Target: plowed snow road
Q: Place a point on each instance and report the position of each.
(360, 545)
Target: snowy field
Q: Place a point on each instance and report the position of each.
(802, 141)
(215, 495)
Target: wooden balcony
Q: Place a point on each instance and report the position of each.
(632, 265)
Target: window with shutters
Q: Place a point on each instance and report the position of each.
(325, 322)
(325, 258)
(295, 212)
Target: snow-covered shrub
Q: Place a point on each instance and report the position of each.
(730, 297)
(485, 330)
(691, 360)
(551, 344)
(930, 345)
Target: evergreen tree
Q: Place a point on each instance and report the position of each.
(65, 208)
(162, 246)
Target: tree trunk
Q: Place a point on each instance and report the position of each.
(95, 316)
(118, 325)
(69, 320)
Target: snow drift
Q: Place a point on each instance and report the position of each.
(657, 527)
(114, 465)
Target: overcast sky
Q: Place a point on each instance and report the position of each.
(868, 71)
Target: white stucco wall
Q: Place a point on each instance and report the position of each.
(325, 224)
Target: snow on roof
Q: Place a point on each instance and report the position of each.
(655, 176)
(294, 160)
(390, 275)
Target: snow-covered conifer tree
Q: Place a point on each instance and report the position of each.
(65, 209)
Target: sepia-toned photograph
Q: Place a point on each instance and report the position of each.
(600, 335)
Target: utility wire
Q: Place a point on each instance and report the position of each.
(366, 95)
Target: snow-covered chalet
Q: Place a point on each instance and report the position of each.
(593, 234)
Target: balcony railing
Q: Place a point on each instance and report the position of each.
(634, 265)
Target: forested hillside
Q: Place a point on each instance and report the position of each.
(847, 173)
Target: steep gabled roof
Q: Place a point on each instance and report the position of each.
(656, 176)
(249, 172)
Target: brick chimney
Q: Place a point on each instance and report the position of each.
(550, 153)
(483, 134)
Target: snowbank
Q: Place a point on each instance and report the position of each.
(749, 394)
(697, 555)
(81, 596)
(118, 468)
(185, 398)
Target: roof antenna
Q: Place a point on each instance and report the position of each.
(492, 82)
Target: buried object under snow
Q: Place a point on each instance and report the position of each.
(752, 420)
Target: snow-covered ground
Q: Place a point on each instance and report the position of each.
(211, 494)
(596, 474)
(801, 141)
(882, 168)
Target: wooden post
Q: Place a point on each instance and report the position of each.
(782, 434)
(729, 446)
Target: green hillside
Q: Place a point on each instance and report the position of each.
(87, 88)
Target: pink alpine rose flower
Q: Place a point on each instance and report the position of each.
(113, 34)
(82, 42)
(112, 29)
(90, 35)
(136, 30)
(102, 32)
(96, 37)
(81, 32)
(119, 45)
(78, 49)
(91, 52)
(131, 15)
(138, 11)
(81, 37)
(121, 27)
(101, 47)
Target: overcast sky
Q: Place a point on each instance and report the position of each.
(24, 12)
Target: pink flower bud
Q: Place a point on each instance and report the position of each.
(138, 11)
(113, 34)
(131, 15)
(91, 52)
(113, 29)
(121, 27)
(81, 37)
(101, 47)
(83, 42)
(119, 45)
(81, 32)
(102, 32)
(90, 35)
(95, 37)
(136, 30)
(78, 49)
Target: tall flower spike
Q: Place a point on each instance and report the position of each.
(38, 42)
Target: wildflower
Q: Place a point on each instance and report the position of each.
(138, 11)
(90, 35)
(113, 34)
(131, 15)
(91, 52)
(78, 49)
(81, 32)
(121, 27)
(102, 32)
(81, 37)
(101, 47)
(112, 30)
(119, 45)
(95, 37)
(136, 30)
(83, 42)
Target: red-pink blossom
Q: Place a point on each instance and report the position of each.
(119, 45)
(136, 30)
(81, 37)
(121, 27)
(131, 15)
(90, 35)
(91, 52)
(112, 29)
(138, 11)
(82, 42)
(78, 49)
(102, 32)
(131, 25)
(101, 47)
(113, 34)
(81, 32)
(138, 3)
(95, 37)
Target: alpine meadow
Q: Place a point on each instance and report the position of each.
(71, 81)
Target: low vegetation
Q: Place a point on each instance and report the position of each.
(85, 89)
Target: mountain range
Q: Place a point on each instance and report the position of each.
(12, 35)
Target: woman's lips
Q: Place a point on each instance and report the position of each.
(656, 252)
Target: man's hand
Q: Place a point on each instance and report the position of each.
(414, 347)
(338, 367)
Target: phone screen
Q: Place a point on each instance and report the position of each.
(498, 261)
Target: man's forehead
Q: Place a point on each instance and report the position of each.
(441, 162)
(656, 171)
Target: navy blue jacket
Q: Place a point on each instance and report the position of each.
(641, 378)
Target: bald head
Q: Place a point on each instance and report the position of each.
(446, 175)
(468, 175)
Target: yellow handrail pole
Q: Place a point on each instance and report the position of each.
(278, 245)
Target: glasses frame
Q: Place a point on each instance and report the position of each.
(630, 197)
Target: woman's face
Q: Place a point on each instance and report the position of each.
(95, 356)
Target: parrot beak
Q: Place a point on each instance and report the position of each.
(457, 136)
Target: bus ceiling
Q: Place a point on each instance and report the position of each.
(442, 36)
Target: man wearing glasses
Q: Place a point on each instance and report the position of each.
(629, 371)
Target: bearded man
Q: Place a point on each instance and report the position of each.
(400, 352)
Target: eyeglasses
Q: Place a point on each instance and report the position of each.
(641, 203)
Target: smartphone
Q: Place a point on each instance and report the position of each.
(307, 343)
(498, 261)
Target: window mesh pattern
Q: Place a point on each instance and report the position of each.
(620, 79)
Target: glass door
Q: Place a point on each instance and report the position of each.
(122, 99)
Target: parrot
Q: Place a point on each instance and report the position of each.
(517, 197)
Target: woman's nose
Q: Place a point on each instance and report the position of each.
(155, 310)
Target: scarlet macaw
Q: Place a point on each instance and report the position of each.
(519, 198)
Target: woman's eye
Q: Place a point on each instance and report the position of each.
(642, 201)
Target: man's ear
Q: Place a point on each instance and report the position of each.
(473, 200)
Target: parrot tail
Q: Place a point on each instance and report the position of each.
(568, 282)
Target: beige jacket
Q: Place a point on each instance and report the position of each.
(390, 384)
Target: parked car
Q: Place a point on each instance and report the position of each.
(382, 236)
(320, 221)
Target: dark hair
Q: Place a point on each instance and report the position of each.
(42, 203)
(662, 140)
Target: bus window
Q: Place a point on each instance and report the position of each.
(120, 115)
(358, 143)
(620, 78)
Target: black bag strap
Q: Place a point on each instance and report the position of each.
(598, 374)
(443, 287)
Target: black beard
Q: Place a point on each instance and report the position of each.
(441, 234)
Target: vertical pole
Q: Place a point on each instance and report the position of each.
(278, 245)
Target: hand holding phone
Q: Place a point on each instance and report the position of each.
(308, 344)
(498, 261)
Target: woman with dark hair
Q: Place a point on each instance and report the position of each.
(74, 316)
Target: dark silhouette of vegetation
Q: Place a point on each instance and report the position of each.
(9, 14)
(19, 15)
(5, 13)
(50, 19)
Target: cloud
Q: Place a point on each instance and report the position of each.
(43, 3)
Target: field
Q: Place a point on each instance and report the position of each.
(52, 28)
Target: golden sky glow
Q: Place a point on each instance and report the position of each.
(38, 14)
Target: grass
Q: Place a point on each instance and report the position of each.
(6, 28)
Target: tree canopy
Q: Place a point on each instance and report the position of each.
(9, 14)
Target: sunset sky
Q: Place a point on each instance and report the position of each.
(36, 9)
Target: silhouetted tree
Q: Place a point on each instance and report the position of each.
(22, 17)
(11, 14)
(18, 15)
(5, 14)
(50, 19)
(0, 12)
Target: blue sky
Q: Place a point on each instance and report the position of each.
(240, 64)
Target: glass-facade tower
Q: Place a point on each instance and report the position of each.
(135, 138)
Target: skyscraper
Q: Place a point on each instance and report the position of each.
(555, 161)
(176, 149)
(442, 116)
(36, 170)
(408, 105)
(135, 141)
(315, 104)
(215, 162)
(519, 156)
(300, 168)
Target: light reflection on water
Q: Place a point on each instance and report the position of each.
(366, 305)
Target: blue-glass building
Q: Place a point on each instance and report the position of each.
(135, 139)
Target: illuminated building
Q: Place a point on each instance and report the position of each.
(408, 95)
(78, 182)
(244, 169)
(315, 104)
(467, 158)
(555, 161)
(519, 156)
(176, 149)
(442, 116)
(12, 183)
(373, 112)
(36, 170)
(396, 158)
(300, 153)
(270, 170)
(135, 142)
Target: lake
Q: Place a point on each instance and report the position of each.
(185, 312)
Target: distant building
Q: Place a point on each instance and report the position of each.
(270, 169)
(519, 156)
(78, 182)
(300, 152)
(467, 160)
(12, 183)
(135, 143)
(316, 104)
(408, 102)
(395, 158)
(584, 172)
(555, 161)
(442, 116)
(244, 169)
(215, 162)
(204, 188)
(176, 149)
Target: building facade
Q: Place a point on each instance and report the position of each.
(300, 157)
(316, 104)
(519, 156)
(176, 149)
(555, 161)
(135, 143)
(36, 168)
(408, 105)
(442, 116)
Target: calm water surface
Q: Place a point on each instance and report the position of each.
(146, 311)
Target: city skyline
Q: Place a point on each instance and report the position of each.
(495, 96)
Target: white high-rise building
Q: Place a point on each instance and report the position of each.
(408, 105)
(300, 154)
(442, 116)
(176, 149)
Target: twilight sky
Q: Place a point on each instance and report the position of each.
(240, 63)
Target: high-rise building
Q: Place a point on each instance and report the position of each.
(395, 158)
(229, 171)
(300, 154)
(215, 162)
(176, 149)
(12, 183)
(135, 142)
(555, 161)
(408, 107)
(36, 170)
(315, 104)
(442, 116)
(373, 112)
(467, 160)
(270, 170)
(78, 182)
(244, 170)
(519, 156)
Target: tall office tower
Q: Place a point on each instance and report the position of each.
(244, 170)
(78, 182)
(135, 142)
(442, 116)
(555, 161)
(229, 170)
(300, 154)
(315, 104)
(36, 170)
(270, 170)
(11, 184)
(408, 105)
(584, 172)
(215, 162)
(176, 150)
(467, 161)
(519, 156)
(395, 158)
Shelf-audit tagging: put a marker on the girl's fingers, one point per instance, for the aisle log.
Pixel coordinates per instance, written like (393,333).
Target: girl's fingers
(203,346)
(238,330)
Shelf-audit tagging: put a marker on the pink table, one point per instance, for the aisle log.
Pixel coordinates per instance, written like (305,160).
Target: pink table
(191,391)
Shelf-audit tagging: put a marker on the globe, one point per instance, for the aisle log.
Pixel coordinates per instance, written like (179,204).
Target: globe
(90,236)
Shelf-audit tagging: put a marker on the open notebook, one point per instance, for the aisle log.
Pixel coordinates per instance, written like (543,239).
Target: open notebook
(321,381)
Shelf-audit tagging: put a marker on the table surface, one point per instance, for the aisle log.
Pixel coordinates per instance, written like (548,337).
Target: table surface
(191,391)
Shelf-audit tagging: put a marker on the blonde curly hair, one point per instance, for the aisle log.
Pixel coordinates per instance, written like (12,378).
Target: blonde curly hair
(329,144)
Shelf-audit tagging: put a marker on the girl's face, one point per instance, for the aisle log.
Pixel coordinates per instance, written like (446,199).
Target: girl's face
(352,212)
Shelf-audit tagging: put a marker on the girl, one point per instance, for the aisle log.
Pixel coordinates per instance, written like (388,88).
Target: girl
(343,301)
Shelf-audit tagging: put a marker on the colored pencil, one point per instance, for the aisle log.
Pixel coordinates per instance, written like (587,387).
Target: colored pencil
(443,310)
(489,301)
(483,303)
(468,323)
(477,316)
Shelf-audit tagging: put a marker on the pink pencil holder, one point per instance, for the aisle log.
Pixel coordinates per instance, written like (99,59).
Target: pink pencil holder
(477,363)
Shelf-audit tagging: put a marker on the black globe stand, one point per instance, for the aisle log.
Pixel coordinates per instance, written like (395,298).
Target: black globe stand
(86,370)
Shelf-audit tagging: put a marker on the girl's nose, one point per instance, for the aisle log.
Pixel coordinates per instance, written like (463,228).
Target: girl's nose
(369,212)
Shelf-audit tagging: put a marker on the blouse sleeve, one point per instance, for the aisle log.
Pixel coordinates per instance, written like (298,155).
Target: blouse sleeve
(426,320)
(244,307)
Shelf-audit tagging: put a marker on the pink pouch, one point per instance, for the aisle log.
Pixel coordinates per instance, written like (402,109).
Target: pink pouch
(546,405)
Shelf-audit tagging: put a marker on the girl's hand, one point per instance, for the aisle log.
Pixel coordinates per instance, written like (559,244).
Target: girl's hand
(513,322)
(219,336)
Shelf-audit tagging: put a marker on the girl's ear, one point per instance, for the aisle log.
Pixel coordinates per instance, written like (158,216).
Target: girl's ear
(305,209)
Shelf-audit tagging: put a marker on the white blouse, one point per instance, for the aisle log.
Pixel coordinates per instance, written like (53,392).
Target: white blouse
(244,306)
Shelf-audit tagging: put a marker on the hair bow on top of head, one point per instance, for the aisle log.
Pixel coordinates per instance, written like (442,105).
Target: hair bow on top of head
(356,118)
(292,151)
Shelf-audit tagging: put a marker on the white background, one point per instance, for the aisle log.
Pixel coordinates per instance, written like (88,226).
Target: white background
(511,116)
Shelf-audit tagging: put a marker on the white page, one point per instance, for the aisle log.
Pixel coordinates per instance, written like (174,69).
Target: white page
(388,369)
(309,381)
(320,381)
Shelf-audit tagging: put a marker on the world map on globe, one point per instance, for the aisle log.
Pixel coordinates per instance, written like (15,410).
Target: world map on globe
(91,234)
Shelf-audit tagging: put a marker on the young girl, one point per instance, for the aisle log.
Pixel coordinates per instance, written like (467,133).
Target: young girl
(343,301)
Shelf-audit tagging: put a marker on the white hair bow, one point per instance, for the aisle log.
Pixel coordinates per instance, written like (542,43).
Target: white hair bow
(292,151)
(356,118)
§ §
→ TASK DESCRIPTION
Output the line that contains "Shelf-audit tagging: put a marker on the world", followed by every later line in the listing, with no line omitted and none added.

→ EXPECTED OUTPUT
Shelf-audit tagging: put a marker on the world map on globe, one point per instance, for the aisle log.
Pixel coordinates per instance, written like (15,410).
Target: world map on globe
(91,234)
Shelf-audit tagging: put a marker on the young girl, one point per instance, for the aisle log.
Pixel coordinates per instance, written like (467,133).
Target: young girl
(343,301)
Shelf-audit tagging: put a marker on the white hair bow, one point per instance, for the aisle log.
Pixel coordinates per instance, written like (542,43).
Target: white hair bow
(292,151)
(356,118)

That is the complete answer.